Exercise goal: Give back exactly the lines from the "positive clicks: (827, 202) (810, 173)" line to the final line of the records, and only those, minus any pictures.

Listed entries:
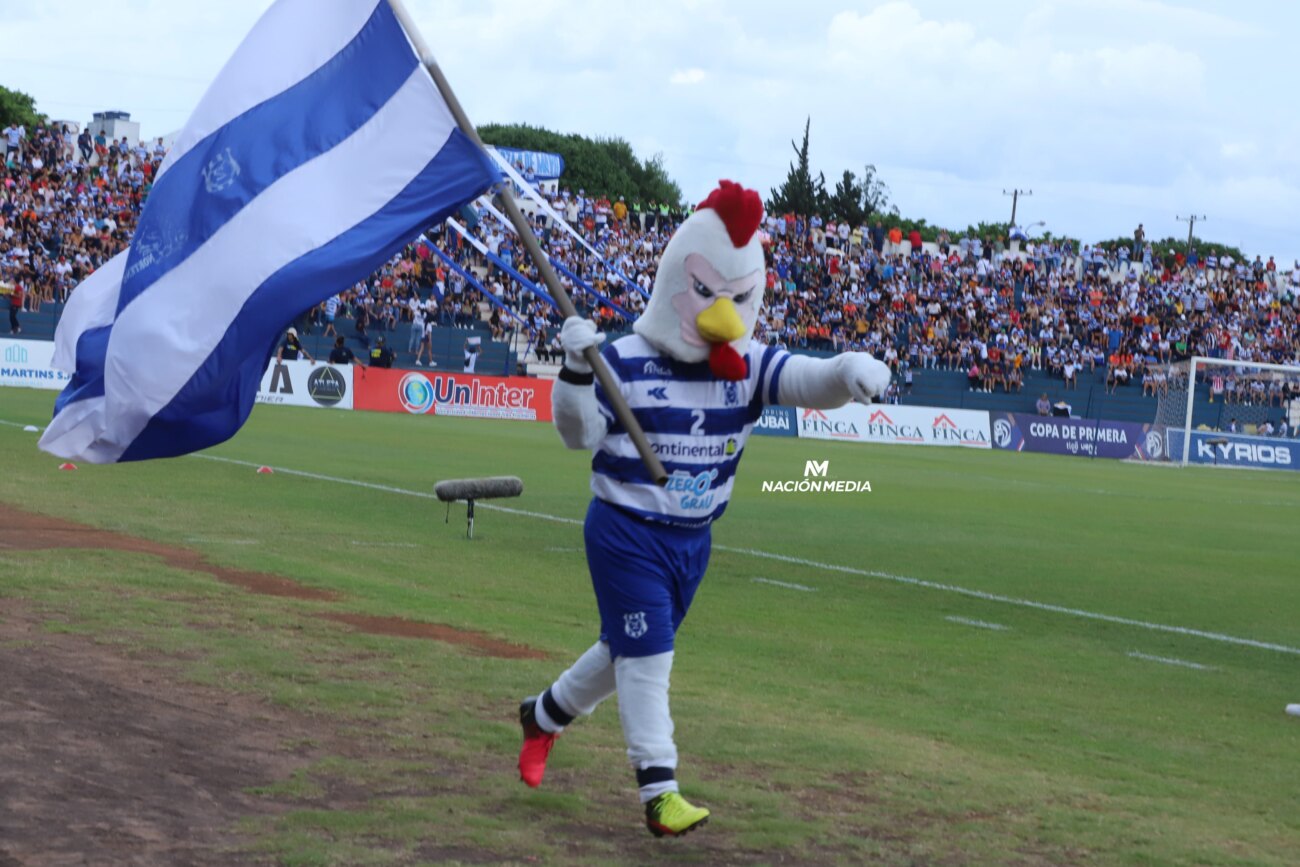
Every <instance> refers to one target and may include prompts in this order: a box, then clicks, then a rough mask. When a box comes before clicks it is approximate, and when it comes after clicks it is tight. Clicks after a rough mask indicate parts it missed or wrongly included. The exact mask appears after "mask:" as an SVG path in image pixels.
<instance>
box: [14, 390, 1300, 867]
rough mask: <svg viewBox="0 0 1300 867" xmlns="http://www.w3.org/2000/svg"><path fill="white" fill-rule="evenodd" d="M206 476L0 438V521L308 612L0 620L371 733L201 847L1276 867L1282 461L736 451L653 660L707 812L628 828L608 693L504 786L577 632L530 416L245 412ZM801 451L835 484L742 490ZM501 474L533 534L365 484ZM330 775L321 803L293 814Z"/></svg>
mask: <svg viewBox="0 0 1300 867" xmlns="http://www.w3.org/2000/svg"><path fill="white" fill-rule="evenodd" d="M52 400H53V396H52V395H49V394H45V393H36V391H22V390H0V420H3V421H6V422H16V424H19V425H21V424H36V425H43V424H44V421H45V420H47V419H48V415H49V411H51V407H52ZM209 454H211V455H213V456H217V458H221V459H225V460H222V461H217V460H205V459H201V458H185V459H177V460H166V461H153V463H148V464H135V465H121V467H110V468H90V467H83V468H82V469H81V471H79V472H75V473H66V472H57V471H56V467H57V464H59V460H57V459H53V458H51V456H48V455H44V454H43V452H39V451H38V450H36V448H35V435H34V434H31V433H23V432H22V430H21V428H18V426H0V467H3V472H0V500H3V502H6V503H10V504H14V506H19V507H22V508H25V510H29V511H34V512H39V513H47V515H53V516H60V517H66V519H72V520H75V521H81V523H86V524H90V525H94V526H99V528H108V529H114V530H121V532H125V533H131V534H135V536H143V537H148V538H151V539H157V541H161V542H168V543H174V545H178V546H185V547H191V549H198V550H200V551H203V552H205V554H207V555H208V556H209V558H211V559H212V560H213V562H216V563H220V564H224V565H229V567H238V568H243V569H256V571H264V572H270V573H276V575H281V576H286V577H290V578H294V580H298V581H300V582H303V584H305V585H309V586H313V588H321V589H329V590H334V591H338V593H341V594H342V595H343V599H341V601H339V602H333V603H324V602H300V601H292V599H278V598H270V597H259V595H253V594H250V593H246V591H243V590H239V589H235V588H231V586H227V585H222V584H218V582H217V581H214V580H213V578H211V577H209V576H205V575H199V573H190V572H181V571H174V569H169V568H166V567H164V565H161V564H160V563H159V562H157V560H156V559H152V558H148V556H142V555H133V554H122V552H104V551H72V550H59V551H35V552H31V551H6V550H4V549H0V597H6V598H17V599H21V601H23V604H26V606H30V607H34V608H35V610H36V611H39V612H40V615H42V617H44V619H45V621H47V628H48V629H51V630H59V632H77V633H85V634H86V636H88V637H90V638H92V640H94V641H98V642H101V643H103V645H104V646H105V647H113V649H121V647H125V649H127V650H133V651H140V650H147V651H151V653H155V654H160V655H161V656H164V658H174V660H173V662H170V663H168V666H170V667H172V668H173V669H174V671H175V672H177V676H178V677H182V679H185V680H191V681H195V682H199V684H207V685H217V686H220V688H222V689H227V690H237V692H240V693H248V694H252V695H255V697H257V698H259V699H264V701H265V702H269V703H272V705H276V706H281V707H285V708H290V710H292V711H302V712H304V714H307V715H309V716H311V718H313V719H318V720H325V721H326V723H328V724H329V725H330V727H333V728H334V729H335V731H337V732H339V733H341V737H355V738H360V740H364V741H365V742H367V744H369V745H370V746H368V747H365V750H364V751H360V753H355V754H351V755H350V754H347V753H346V751H342V750H333V753H331V750H330V749H322V753H325V754H322V755H316V757H315V758H313V759H312V762H311V763H309V766H308V767H305V768H303V770H302V771H300V772H298V773H295V775H294V776H292V777H290V779H285V780H277V781H272V783H270V784H268V788H266V792H273V793H276V794H277V797H281V798H286V797H287V798H290V799H296V802H298V803H296V806H295V807H294V809H290V810H287V811H276V812H268V814H266V815H261V816H252V818H248V819H247V820H244V823H242V825H240V827H239V828H238V831H239V835H240V838H242V841H243V842H242V844H240V846H243V851H242V853H240V854H239V855H238V858H250V859H251V858H265V859H268V861H272V862H279V863H294V864H316V863H320V864H333V863H338V864H354V863H417V862H421V861H426V862H430V863H433V862H438V861H454V859H458V858H459V859H463V861H467V862H478V861H484V862H494V861H502V862H517V863H529V862H530V863H679V862H681V863H729V862H748V863H863V862H881V863H900V864H902V863H971V864H995V863H1040V864H1058V863H1108V864H1109V863H1140V864H1190V863H1195V864H1295V863H1296V862H1297V858H1300V854H1297V853H1300V807H1297V805H1300V720H1296V719H1294V718H1288V716H1286V715H1284V714H1283V707H1284V706H1286V705H1287V703H1288V702H1300V676H1297V675H1300V650H1297V649H1300V617H1297V612H1300V532H1297V529H1300V528H1297V515H1300V477H1297V476H1296V474H1291V473H1262V472H1249V471H1214V469H1196V468H1193V469H1187V471H1175V469H1161V468H1148V467H1135V465H1122V464H1119V463H1113V461H1101V460H1099V461H1089V460H1084V459H1073V458H1053V456H1043V455H1014V454H1004V452H975V451H969V450H959V448H952V450H949V448H907V447H885V446H879V447H874V446H861V445H849V443H819V442H810V441H796V439H771V438H758V437H755V438H753V439H751V441H750V445H749V448H748V452H746V455H748V456H746V458H745V461H744V467H742V469H741V472H740V476H738V480H737V485H736V494H735V498H733V500H732V506H731V508H729V511H728V513H727V516H725V517H724V519H723V520H722V521H720V523H719V524H718V526H716V528H715V530H714V539H715V550H714V556H712V562H711V567H710V575H708V576H707V578H706V580H705V584H703V586H702V589H701V593H699V595H698V598H697V601H695V604H694V608H693V610H692V615H690V617H689V619H688V621H686V624H685V627H684V628H682V632H681V633H680V634H679V641H677V663H676V668H675V672H673V673H675V677H673V692H672V699H673V714H675V718H676V721H677V740H679V749H680V751H681V755H682V764H681V770H680V779H681V780H682V790H684V793H685V794H686V796H688V797H690V798H692V799H694V801H698V802H701V803H703V805H706V806H708V807H711V809H712V810H714V816H715V818H714V822H712V823H711V824H710V825H708V827H707V828H706V829H703V831H702V832H699V833H698V835H694V836H693V837H689V838H686V840H681V841H654V840H651V838H650V837H649V836H647V835H646V833H645V829H643V828H642V827H640V824H638V823H640V811H638V806H637V802H636V793H634V783H633V779H632V775H630V772H629V771H628V768H627V766H625V760H624V757H623V745H621V733H620V731H619V725H617V714H616V712H615V708H614V707H612V706H610V707H602V708H601V710H599V711H598V712H597V714H595V715H594V716H593V718H591V719H589V720H585V721H581V723H578V724H576V725H575V727H572V729H571V732H569V733H567V734H565V736H564V737H563V738H562V740H560V741H559V745H558V746H556V750H555V753H554V755H552V760H551V770H550V772H549V776H547V784H546V785H545V786H543V788H542V789H541V790H537V792H532V790H526V789H525V788H524V786H523V785H521V784H520V783H517V780H516V775H515V770H513V762H515V754H516V750H517V725H516V723H515V721H513V714H515V708H516V703H517V699H519V698H520V697H523V695H525V694H528V693H529V692H537V690H538V689H541V688H543V686H545V685H546V684H547V682H549V681H550V680H551V679H552V677H554V676H555V675H558V673H559V672H560V671H562V669H563V667H564V666H567V664H568V662H571V659H572V658H575V656H576V655H577V654H578V653H581V651H582V650H584V649H585V647H588V646H589V645H590V642H591V641H593V638H594V634H595V628H597V624H595V620H594V614H595V606H594V601H593V598H591V593H590V586H589V581H588V576H586V567H585V559H584V555H582V551H581V545H582V541H581V528H580V526H578V525H577V521H578V520H580V519H581V517H582V515H584V510H585V507H586V503H588V499H589V495H588V473H586V463H588V458H586V455H584V454H578V452H568V451H565V450H564V448H563V447H562V446H560V443H559V439H558V437H556V435H555V433H554V430H551V429H550V428H549V426H547V425H541V424H528V422H491V421H474V420H460V419H434V417H408V416H398V415H368V413H343V412H339V413H333V412H324V411H313V409H292V408H278V407H277V408H268V407H259V408H257V409H256V411H255V412H253V415H252V419H251V421H250V422H248V425H247V426H246V428H244V429H243V430H242V432H240V433H239V434H238V437H237V438H235V439H234V441H231V442H230V443H226V445H224V446H221V447H218V448H216V450H213V451H212V452H209ZM809 459H819V460H824V459H828V460H829V461H831V463H829V476H831V477H832V478H849V480H870V482H871V486H872V493H870V494H835V495H827V494H763V493H761V491H759V487H761V484H762V481H763V480H767V478H772V480H788V478H800V477H802V473H803V461H805V460H809ZM238 461H242V463H238ZM257 464H269V465H273V467H276V468H277V469H279V471H281V472H277V473H276V474H274V476H257V474H255V473H253V471H252V465H257ZM283 471H302V472H305V473H313V474H317V476H326V477H333V478H334V480H354V481H359V482H367V484H369V485H373V486H372V487H365V486H356V485H346V484H342V482H341V481H331V480H326V478H312V477H307V476H300V474H292V473H289V472H283ZM507 473H508V474H517V476H520V477H523V480H524V482H525V494H524V497H523V498H521V499H519V500H516V502H512V503H510V506H511V507H512V508H517V510H521V511H525V512H530V513H532V515H525V513H519V512H500V511H487V510H481V511H480V513H478V525H477V528H476V538H474V539H473V541H467V539H465V538H464V520H463V508H454V510H452V520H451V524H450V525H447V524H443V508H442V506H441V504H439V503H437V502H433V500H430V499H428V498H421V497H415V495H411V494H407V493H402V491H412V493H416V494H426V493H428V491H430V489H432V485H433V482H434V481H435V480H438V478H450V477H464V476H482V474H507ZM376 486H377V487H376ZM385 486H386V487H390V489H394V490H383V489H382V487H385ZM547 516H550V517H547ZM551 519H563V520H551ZM195 539H198V541H195ZM237 541H238V542H239V543H234V542H237ZM783 558H784V559H783ZM758 578H762V580H763V581H758ZM772 581H777V582H784V584H788V585H800V586H801V588H806V589H796V588H789V586H780V585H777V584H771V582H772ZM917 581H922V582H930V584H917ZM954 588H961V589H965V590H969V591H975V593H959V591H957V590H956V589H954ZM978 594H988V595H985V597H983V598H982V597H980V595H978ZM989 597H998V598H989ZM1024 603H1043V604H1047V606H1056V607H1060V608H1061V610H1045V608H1040V607H1034V606H1032V604H1024ZM328 610H337V611H350V612H363V614H372V615H385V616H403V617H409V619H415V620H425V621H434V623H439V624H447V625H451V627H459V628H467V629H474V630H481V632H485V633H489V634H490V636H494V637H497V638H500V640H504V641H508V642H515V643H520V645H526V646H529V647H534V649H538V650H542V651H545V653H546V654H549V659H543V660H511V659H498V658H491V656H484V655H477V654H473V653H469V651H467V650H465V649H464V647H458V646H455V645H450V643H442V642H435V641H416V640H406V638H389V637H376V636H367V634H361V633H356V632H351V630H348V629H346V628H343V627H339V625H335V624H331V623H328V621H324V620H321V619H317V617H313V616H312V614H315V612H320V611H328ZM1065 610H1069V611H1065ZM1086 614H1096V615H1106V616H1109V617H1117V619H1123V620H1125V621H1126V623H1121V621H1115V620H1105V619H1096V617H1088V616H1084V615H1086ZM970 621H978V624H984V627H980V625H972V624H971V623H970ZM989 624H995V625H997V627H1004V628H1002V629H992V628H987V627H988V625H989ZM1157 625H1160V627H1175V628H1182V629H1187V630H1200V632H1204V633H1216V634H1217V636H1218V638H1216V637H1208V636H1199V634H1190V633H1186V632H1175V630H1167V629H1157V628H1156V627H1157ZM1227 638H1235V640H1243V641H1238V642H1234V641H1229V640H1227ZM1251 642H1256V643H1251ZM1261 645H1273V646H1271V647H1265V646H1261ZM30 653H40V647H39V645H36V646H34V647H31V649H30ZM1134 654H1141V655H1145V658H1144V656H1139V655H1134ZM1151 658H1162V659H1166V660H1180V662H1184V663H1193V664H1196V666H1201V667H1203V668H1192V667H1187V666H1179V664H1171V663H1169V662H1160V660H1157V659H1151ZM376 745H377V746H376ZM286 749H290V747H289V746H287V745H286ZM0 776H3V771H0ZM341 788H346V789H347V790H348V792H351V793H354V794H352V796H351V797H350V798H348V806H347V807H346V809H344V807H338V806H333V807H322V806H321V802H322V793H329V792H331V790H338V789H341ZM430 841H435V845H437V849H430V848H429V846H430ZM439 853H441V854H439ZM238 858H235V857H234V855H233V859H235V861H237V859H238Z"/></svg>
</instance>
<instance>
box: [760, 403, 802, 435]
mask: <svg viewBox="0 0 1300 867" xmlns="http://www.w3.org/2000/svg"><path fill="white" fill-rule="evenodd" d="M798 430H800V428H798V422H797V421H796V417H794V407H763V415H762V416H759V417H758V421H755V422H754V433H757V434H763V435H767V437H797V435H798Z"/></svg>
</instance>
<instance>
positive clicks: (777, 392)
mask: <svg viewBox="0 0 1300 867" xmlns="http://www.w3.org/2000/svg"><path fill="white" fill-rule="evenodd" d="M789 360H790V354H789V352H787V351H785V350H783V348H780V347H776V346H767V347H763V352H762V355H761V356H759V361H758V382H757V383H755V396H757V398H758V399H759V403H761V406H763V407H766V406H775V404H776V395H777V394H780V386H781V372H783V370H784V369H785V363H787V361H789Z"/></svg>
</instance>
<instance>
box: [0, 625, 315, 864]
mask: <svg viewBox="0 0 1300 867" xmlns="http://www.w3.org/2000/svg"><path fill="white" fill-rule="evenodd" d="M325 736H328V733H325V732H313V731H311V729H309V728H307V727H305V724H304V723H303V721H302V720H294V719H289V718H287V716H283V715H276V714H273V712H272V711H268V708H266V707H265V706H263V705H260V703H256V702H253V701H251V699H246V698H242V697H238V695H230V694H225V693H218V692H216V690H208V689H201V688H196V686H186V685H181V684H177V682H173V681H170V680H165V677H164V675H160V673H159V672H157V671H156V669H155V667H152V666H149V664H148V663H146V662H139V660H130V659H123V658H121V656H117V655H116V654H113V653H109V651H107V650H105V649H104V647H100V646H96V645H94V643H92V642H90V641H88V640H86V638H82V637H77V636H65V634H49V633H48V632H45V630H43V629H42V628H40V625H39V620H38V619H36V617H34V616H30V615H29V614H27V612H26V611H23V610H22V608H19V607H17V606H16V604H14V603H13V602H12V601H4V602H0V867H9V866H10V864H23V866H25V867H26V866H36V864H230V863H235V862H237V861H238V857H235V855H233V854H231V853H230V851H229V848H230V846H231V845H233V844H234V840H233V838H231V837H229V831H227V828H229V827H230V825H231V824H233V823H234V822H237V820H238V819H239V818H240V816H247V815H255V814H265V812H266V811H268V810H276V809H277V807H278V805H276V803H274V802H273V801H270V799H268V798H260V797H252V796H248V794H244V789H247V788H248V786H256V785H261V784H266V783H270V781H274V780H279V779H285V777H286V776H289V773H290V772H291V771H292V770H294V768H295V767H298V766H300V764H304V763H305V760H307V759H308V754H307V753H298V754H295V753H292V751H287V750H286V749H285V746H283V745H285V742H286V741H290V740H299V741H302V740H305V738H309V737H325Z"/></svg>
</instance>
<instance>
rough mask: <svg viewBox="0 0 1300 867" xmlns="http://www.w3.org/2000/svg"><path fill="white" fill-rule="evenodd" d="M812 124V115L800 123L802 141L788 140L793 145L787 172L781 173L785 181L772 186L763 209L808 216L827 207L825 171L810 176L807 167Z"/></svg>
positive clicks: (827, 202) (810, 173)
mask: <svg viewBox="0 0 1300 867" xmlns="http://www.w3.org/2000/svg"><path fill="white" fill-rule="evenodd" d="M811 127H813V118H811V117H809V118H807V121H805V123H803V144H796V143H794V142H793V140H792V142H790V147H792V148H794V162H790V172H789V174H787V175H785V183H783V185H781V186H780V187H777V188H776V190H772V195H771V198H770V199H768V200H767V209H768V211H770V212H771V213H797V214H801V216H805V217H806V216H810V214H814V213H822V212H824V211H826V209H827V205H828V203H829V196H827V194H826V175H824V174H822V173H818V175H816V178H814V177H813V170H811V169H810V168H809V133H810V130H811Z"/></svg>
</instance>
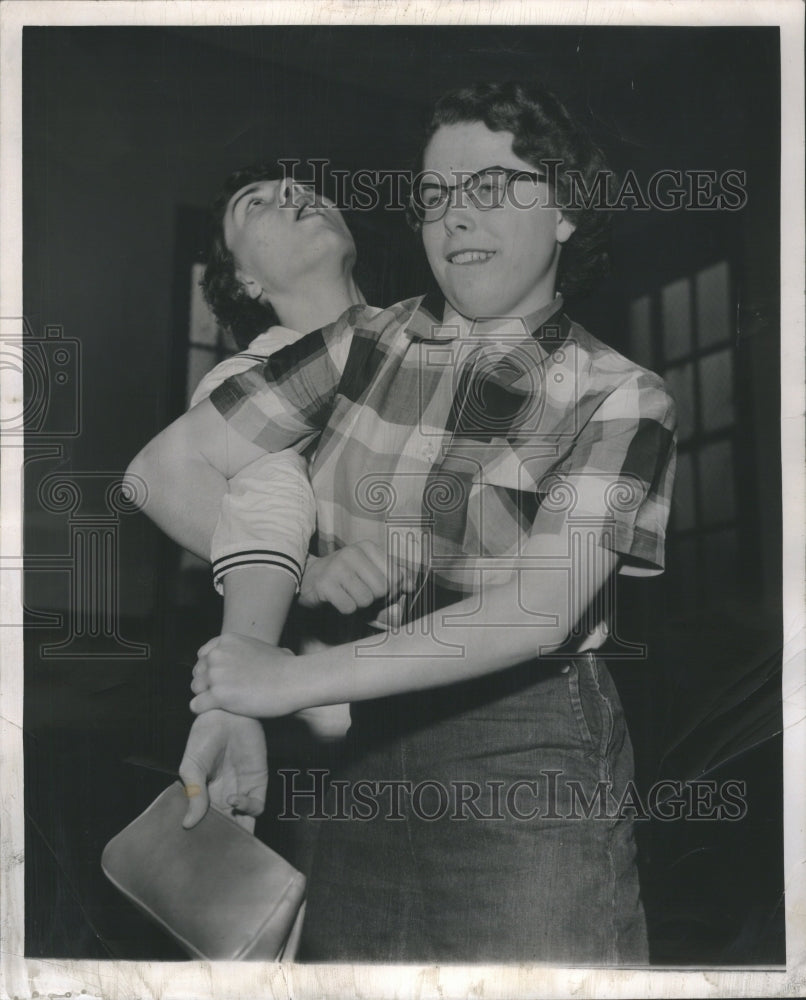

Reply:
positive clicks: (827, 202) (810, 173)
mask: <svg viewBox="0 0 1300 867" xmlns="http://www.w3.org/2000/svg"><path fill="white" fill-rule="evenodd" d="M811 127H813V118H811V117H809V118H807V121H805V123H803V144H796V143H794V142H793V140H792V142H790V147H792V148H794V162H790V172H789V174H787V175H785V183H783V185H781V186H780V187H777V188H776V190H772V195H771V198H770V199H768V200H767V209H768V211H770V212H771V213H797V214H801V216H805V217H806V216H810V214H814V213H822V212H824V211H826V209H827V205H828V203H829V196H827V194H826V175H824V174H822V173H818V175H816V178H814V177H813V170H811V169H810V168H809V133H810V130H811Z"/></svg>
</instance>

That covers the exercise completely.